- _DIRECTIONS FOR THIS TASK_
Copy out the records below word for word, leaving out the pictures.

[Dataset rows on where things appear]
** START **

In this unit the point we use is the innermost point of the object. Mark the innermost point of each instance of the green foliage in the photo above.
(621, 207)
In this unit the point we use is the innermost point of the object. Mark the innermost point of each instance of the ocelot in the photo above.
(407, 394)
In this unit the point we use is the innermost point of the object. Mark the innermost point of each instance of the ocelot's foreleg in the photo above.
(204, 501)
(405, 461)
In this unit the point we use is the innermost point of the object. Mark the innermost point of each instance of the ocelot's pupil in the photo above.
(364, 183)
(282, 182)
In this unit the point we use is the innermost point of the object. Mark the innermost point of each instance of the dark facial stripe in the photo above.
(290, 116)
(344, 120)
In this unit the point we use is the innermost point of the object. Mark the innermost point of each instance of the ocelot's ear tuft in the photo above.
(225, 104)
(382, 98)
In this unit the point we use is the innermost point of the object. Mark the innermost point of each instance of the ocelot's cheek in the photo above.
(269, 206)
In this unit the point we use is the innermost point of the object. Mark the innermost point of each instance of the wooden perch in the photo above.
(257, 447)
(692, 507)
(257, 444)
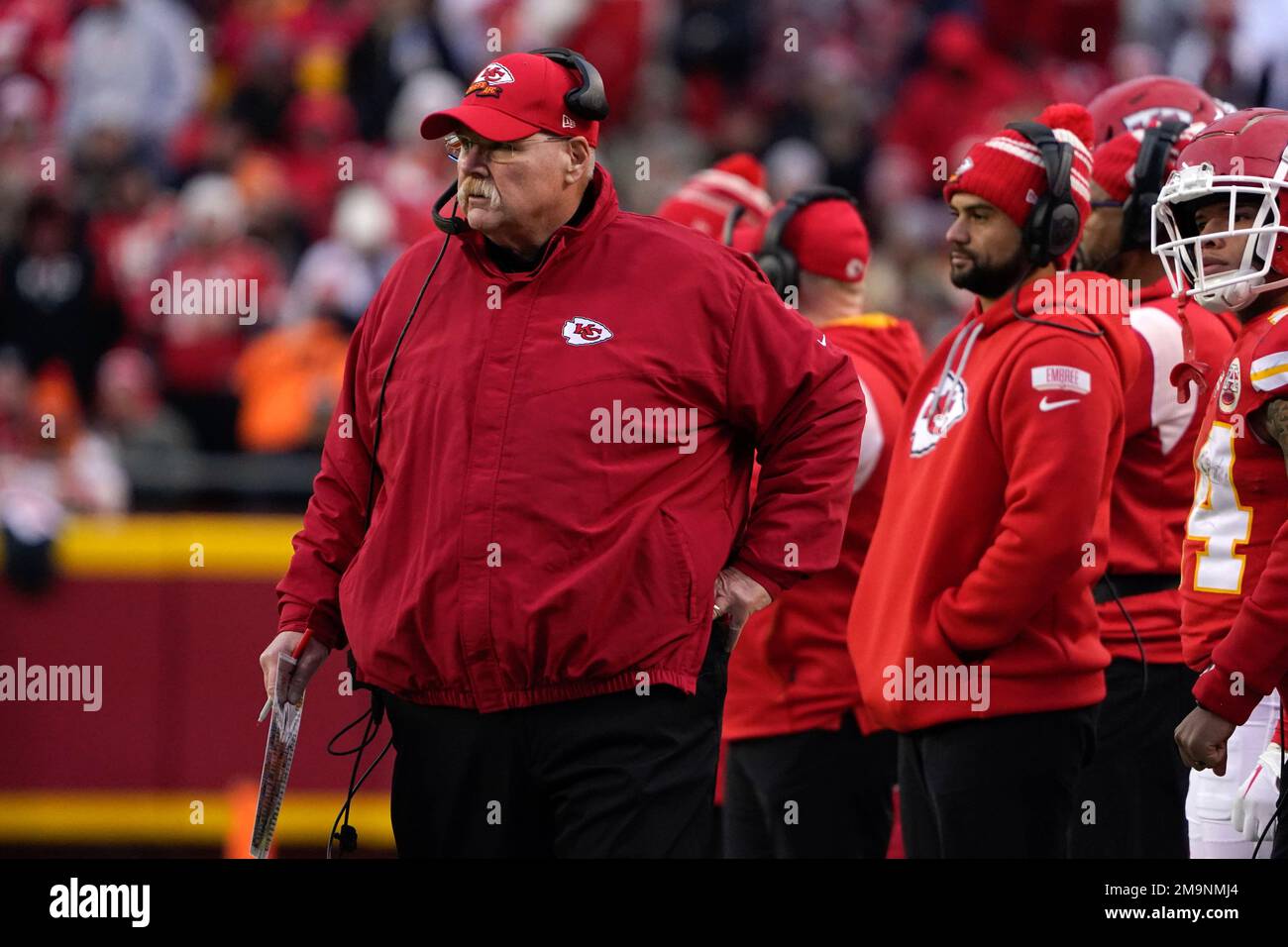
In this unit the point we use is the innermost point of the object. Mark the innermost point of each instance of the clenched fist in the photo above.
(738, 596)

** END **

- _EXERCISE RESPONSE_
In this unit the point we use is the innermost point of the object. Mark the innermost point of each instance of the green foliage in the photo above.
(621, 207)
In this unit the point we use is the innermost point of the object. Mark the innermost point of each instance of the ocelot in the photo above.
(407, 394)
In this unit the point we use is the innermost point of the object. Mark the innermost point of each instance of the ocelot's foreleg in the photo above.
(204, 501)
(405, 461)
In this unit the point we use is the innermost point of the object. Mark the innermost point of each instance of the ocelot's pupil in the photo above.
(364, 183)
(282, 182)
In this unit the point we use is the innermost point of the object. Mark the innermost point of each instance of the dark facial stripe in the photo above.
(290, 116)
(344, 120)
In this unit the point we use is the innermost point of the object. Mark the innermost point of each instance of the ocelot's ear tuft in the photo above.
(225, 104)
(382, 98)
In this unit the point we use is the innermost point of the object. Mark the innermost point of each instance of the ocelot's cheek in the photo above.
(269, 206)
In this unit the point we use is the innermost point of the object. Mark the innermost point of each instance of the wooden perch in the photo above.
(257, 447)
(692, 507)
(257, 444)
In this unit the point we use is the innermost point of the object. Mark the innermost point of each instance of the clenched fist in the photo above.
(738, 596)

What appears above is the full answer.